-- Task instructions --
Rewrite every line of all the entries below, requests included, scaling each point coordinate in the answers by 2.05 and rounding to whole numbers, with halves rounded up. Leave the numbers in the requests and their format samples unchanged.

START Task inputs

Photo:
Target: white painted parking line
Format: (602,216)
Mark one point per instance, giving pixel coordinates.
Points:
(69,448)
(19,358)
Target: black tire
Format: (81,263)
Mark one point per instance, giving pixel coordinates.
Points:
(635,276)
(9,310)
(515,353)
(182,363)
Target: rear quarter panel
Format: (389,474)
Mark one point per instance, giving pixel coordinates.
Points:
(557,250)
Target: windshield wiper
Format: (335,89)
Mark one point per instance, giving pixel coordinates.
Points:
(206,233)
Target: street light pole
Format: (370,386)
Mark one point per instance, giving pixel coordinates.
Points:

END Task inputs

-- Solution for this exercise --
Photo:
Target: white painted parking line
Format: (602,216)
Mark one point per instance, giving pixel coordinates.
Points:
(141,918)
(39,734)
Target: black tire
Format: (81,263)
Mark one point per instance, giving pixel coordinates.
Points:
(1302,566)
(18,636)
(1056,724)
(373,744)
Target: rear quarter panel
Format: (389,474)
Mark one point per instance, giving pixel coordinates.
Points:
(1142,513)
Target: windshield wiper
Format: (335,89)
Mark one point per instance, giving pixel coordinates.
Points:
(422,478)
Target: street light pole
Format: (370,386)
Mark one point per instance, giving pixel coordinates.
Points:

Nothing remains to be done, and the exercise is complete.